[start SOURCE DOCUMENT]
I work on a component of the Cloud Foundry PaaS. The current generation works more or less as you describe -- there's a cloud controller backed by a PostgreSQL database. It sends start and stop commands to a pool of execution agents over a messaging bus.

The next generation of that runtime system ("Diego") is actually inverting this control. Execution agents no longer receive instructions to perform tasks or long-running processes. Instead they bid on them in an auction.

The controller is radically simplified and the overall system converges on a satisficing solution for distributing work efficiently (and they ensure it does so with extensive simulations based on the actual code). It's actually more robust because it doesn't rely on heavy efforts to ensure that the controller is always up to date. And it doesn't fall into inconsistent states if the controller vanishes.

Onsi Fakhouri did a brief presentation which is worth watching: https://www.youtube.com/watch?v=1OkmVTFhfLY




I would be interested in a debate over these strategies between the cattle.io creator and one of the cf guys..


Essentially it's based on experiences of scaling up CF installations for customers, and for the public service version (Pivotal Web Services).

A high-intelligence controller turns into a giant "god object". It attracts new functionality like a magnet. Everything depends on it and it has to know everything about everything.

In practice it begins to be both the leading cause of failure and the main scaling bottleneck.

The auction-based model allows any number of auctioneers and executors to participate without any one component needing global state.

Essentially, we rediscovered the economic calculation problem. And we're solving it by distributing knowledge across the system and letting agents solve their own problems locally.


Creator of cattle.io here. There are far too many topics to address here, but I’ll give you a brief overview of how cattle.io works. The high level orchestration system’s role is to manage the state of resources and their state changes. When states are changed events are fired that may or may not be required to be handled to ensure that that state transition can be completed. The important thing here is that the high level orchestrator does not actually perform the key logic to complete an operation. That logic is delegated to an agent or microservice. The scheduling of which agent or microservice handles each event is specific to the nature of the operation (long running, targeted to hypervisor, etc).


Thanks for the reply Darren. I had actually read all of the cattle.io docs and have started poking through the source code. My initial reaction was that I really liked how the orchestration of resources was modelled as a type of state machine. It really clicked for me and I could see how something like this would have value on it's own as a sort of run-deck or the like. It also simplifies the agents.. I can see how creating a .Net agent would be dead simple, and I'm a firm believer that if you're orchestrating on Windows you'll end up wishing you were using .Net eventually if you aren't already.
[end SOURCE DOCUMENT]
[start EXTRACTED INFORMATION]
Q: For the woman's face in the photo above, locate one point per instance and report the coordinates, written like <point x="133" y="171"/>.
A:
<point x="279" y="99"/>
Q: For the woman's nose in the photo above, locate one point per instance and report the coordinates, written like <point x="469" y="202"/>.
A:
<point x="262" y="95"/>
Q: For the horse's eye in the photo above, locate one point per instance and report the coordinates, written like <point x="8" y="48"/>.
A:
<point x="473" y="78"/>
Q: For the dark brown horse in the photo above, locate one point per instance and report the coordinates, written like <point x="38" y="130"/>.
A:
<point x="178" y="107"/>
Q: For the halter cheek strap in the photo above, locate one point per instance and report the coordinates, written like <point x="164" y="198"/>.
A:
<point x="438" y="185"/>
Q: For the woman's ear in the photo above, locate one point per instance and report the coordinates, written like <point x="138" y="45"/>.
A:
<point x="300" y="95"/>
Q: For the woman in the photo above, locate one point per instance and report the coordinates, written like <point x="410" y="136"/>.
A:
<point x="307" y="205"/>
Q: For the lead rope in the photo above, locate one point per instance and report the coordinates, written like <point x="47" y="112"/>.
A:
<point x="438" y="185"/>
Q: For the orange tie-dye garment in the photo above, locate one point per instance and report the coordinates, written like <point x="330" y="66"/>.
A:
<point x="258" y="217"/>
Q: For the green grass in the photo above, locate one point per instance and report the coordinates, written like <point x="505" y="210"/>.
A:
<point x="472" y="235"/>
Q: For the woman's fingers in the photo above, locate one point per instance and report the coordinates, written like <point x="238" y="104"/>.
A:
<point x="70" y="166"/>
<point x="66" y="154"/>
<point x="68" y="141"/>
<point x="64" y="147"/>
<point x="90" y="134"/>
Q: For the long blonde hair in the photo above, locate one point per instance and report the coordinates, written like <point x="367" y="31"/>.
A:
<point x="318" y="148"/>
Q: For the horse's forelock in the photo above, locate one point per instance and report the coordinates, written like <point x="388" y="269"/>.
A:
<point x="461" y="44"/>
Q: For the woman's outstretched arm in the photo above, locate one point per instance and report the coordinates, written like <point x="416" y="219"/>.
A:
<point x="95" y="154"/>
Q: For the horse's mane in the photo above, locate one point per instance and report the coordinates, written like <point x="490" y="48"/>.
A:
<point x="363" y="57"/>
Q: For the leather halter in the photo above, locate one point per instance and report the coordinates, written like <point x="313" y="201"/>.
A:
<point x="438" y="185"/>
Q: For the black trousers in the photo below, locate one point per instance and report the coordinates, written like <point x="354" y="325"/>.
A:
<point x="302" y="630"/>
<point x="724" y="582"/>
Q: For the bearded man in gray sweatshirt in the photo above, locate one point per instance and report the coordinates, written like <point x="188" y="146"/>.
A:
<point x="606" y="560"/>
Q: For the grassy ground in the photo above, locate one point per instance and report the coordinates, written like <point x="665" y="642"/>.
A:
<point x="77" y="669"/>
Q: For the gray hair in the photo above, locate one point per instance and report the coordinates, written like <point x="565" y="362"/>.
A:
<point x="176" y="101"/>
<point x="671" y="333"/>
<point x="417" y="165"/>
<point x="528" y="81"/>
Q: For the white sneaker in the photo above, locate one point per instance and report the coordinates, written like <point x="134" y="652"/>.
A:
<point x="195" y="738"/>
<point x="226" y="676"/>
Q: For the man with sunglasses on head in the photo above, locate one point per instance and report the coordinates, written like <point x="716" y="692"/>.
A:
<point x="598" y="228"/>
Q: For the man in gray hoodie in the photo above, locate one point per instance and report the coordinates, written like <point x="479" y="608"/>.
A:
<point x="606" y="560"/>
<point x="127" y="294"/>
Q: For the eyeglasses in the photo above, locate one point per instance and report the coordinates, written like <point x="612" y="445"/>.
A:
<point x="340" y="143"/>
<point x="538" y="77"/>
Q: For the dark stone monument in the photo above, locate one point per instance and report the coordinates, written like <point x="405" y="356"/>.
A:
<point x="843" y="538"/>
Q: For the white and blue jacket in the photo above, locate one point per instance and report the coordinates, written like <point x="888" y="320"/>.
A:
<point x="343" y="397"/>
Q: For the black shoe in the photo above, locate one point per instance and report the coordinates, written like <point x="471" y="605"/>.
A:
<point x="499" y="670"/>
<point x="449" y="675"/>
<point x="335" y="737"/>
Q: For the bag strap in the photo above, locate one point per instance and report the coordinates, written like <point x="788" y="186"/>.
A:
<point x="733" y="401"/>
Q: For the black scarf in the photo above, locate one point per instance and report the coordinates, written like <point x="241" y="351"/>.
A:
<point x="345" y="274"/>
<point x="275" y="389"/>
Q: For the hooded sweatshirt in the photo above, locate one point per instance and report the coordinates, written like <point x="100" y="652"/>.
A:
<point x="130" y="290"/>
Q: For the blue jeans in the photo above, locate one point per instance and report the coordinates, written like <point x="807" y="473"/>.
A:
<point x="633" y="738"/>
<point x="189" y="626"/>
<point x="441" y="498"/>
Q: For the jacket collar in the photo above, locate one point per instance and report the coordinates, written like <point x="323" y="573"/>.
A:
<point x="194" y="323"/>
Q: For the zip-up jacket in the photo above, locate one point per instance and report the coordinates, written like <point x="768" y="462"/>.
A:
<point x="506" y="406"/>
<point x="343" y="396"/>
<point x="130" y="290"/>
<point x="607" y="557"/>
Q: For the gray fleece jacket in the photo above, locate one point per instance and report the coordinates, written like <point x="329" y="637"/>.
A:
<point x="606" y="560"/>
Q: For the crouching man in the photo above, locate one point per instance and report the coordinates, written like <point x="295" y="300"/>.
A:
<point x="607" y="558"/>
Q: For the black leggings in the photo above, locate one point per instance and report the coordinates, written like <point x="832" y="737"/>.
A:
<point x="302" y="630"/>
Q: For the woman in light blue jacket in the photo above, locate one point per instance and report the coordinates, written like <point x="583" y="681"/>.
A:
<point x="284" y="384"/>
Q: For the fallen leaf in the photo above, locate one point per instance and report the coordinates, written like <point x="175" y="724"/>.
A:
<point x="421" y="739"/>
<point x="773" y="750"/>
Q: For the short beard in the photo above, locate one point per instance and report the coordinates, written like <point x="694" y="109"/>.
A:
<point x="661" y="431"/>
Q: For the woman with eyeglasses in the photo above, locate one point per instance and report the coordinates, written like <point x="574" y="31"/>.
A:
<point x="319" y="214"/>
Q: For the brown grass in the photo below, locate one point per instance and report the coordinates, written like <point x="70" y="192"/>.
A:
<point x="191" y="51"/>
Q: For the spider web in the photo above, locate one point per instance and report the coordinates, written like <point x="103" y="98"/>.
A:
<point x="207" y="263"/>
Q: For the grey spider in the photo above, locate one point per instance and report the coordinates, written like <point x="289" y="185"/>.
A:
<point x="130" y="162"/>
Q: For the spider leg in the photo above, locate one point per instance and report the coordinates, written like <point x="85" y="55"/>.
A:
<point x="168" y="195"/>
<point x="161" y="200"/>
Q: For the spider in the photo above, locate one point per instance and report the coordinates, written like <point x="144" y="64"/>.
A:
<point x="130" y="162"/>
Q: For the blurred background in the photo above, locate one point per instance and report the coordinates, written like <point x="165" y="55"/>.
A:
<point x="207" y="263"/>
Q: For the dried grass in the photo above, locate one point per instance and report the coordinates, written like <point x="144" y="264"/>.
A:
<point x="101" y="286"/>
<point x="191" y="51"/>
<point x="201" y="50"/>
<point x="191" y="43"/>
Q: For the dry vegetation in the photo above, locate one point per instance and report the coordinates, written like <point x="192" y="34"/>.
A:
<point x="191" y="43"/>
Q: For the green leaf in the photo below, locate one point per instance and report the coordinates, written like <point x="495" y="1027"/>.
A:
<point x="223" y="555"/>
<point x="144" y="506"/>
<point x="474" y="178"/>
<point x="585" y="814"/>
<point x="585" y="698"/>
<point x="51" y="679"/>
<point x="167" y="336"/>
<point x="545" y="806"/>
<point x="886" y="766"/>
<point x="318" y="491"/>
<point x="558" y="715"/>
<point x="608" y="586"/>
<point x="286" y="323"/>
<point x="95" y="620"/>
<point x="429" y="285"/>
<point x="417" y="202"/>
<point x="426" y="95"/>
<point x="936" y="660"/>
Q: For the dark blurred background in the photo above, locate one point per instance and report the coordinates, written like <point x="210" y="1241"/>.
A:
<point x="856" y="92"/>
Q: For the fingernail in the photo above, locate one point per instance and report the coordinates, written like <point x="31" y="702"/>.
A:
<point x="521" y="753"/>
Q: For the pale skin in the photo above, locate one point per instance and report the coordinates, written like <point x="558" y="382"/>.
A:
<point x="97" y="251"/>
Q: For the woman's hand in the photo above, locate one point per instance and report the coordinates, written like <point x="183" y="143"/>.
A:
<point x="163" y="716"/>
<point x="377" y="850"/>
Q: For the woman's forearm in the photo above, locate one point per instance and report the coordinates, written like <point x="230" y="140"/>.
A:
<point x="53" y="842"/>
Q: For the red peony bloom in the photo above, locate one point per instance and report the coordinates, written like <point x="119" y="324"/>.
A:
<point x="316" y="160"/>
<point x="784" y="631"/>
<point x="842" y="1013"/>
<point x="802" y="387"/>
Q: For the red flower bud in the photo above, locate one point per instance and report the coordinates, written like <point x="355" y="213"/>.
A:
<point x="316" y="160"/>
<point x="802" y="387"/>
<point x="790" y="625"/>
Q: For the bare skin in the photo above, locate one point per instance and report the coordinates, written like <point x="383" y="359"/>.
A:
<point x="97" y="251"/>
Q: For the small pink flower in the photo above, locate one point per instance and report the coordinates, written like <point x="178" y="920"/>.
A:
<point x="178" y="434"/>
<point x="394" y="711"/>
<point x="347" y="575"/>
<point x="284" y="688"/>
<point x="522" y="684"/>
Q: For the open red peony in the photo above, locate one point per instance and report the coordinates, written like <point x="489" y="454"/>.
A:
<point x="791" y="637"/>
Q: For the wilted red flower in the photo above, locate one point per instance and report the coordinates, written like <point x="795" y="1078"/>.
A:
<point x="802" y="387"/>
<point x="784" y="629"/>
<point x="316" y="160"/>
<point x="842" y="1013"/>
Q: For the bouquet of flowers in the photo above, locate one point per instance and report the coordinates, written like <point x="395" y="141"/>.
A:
[end EXTRACTED INFORMATION]
* EXERCISE TASK *
Write the next part of the discussion about Cloud Foundry's Diego auction model and cattle.io orchestration, picking up right after its last sentence.

* OUTPUT FOR THIS EXERCISE *
But to the topic at hand, I was a bit confused about how the bidding comes in to play with Diego. After reading the Diego design notes, https://github.com/cloudfoundry-incubator/diego-design-notes , I'm believing this mostly has to do with the scheduling. So it seems to be an alternative to the omega-style serialized scheduler of Flynn, or however Fleet handles this. My current understanding is that stampede.io relies on Fleet to handle scheduling, I'm not sure how stock cattle.io gets about it.. It would seem CF still has high-level orchestration(going from staging, then running, etc) and that a comparison between the two systems would be more involved than I had thought(that and cattle.io concerns itself with IaaS as well) :|


Fleet is used only to bootstrap the system. It has very little to do with the larger architecture of stampede or cattle. I view orchestration and scheduling as two completely different topics. When looking at IaaS the scheduling needs are initially quite simple. As such I don't have a mature scheduler and really don't intend on building one. As your requirements mature the needs for more complex scheduling is needed. I've gone down that path many times and it snowballs so quickly into a very difficult problem.

With cattle I’ve purposely decided to defer the scheduling needs to something like Mesos or possibly YARN. I don’t intend to try to reinvent that wheel. I have yet to do that integration.

The CF Diego approach is one that seem very common today. In general all of the Docker “orchestration” platforms out there today are mostly just Docker plus a scheduler. This approach is great, as long as you don’t need complex orchestration. As the CF folks point out, complex orchestration is hard. If you can remove the need to orchestrate and build a system that needs only a scheduler it is generally much simpler and easier to scale.

The problem I have is that stampede focuses heavily on real world application loads and boring practical issues that exist in crufty old applications that exist in the wild. These apps have requirements that necessitate complex orchestration. As such, with stampede I tackle orchestration head on. I try to find a sane and scalable approach to it. Which is really quite difficult, but it is my area of expertise. I feel if I have a platform that can excel at both orchestration (from the native capabilities of cattle) and scheduling (by leveraging a mature scheduler framework) I’ll have an extremely capable base to build the next generation of infrastructure.


Thanks for the clarification and insight :) I was mistakenly under the impression that stampede was utilizing Fleet's scheduling abilities.. Assumptions :[


State machines and protocols are an excellent way to model the problem of managing the lifecycle of a single task or LRP; they don't solve the problem of the overall system. It's the latter which is actually much harder.

Consider the classic termite-and-wood simulation[0]. In this simulation I have a population of termites, randomly scattered on a grid. And flakes of wood, also randomly distributed. I want to gather this wood.

A current-generation approach would be to, for example, divide the grid into subgrids, assign local termites to perform exhaustive search, progressively aggregating into larger piles in successive rounds. This would require substantial engineering to ensure that my central wood-gathering algorithm has checkpointing, failover, robust message passing, reruns etc etc.

Alternatively, I can give each termite 3 simple rules:

1. Walk randomly.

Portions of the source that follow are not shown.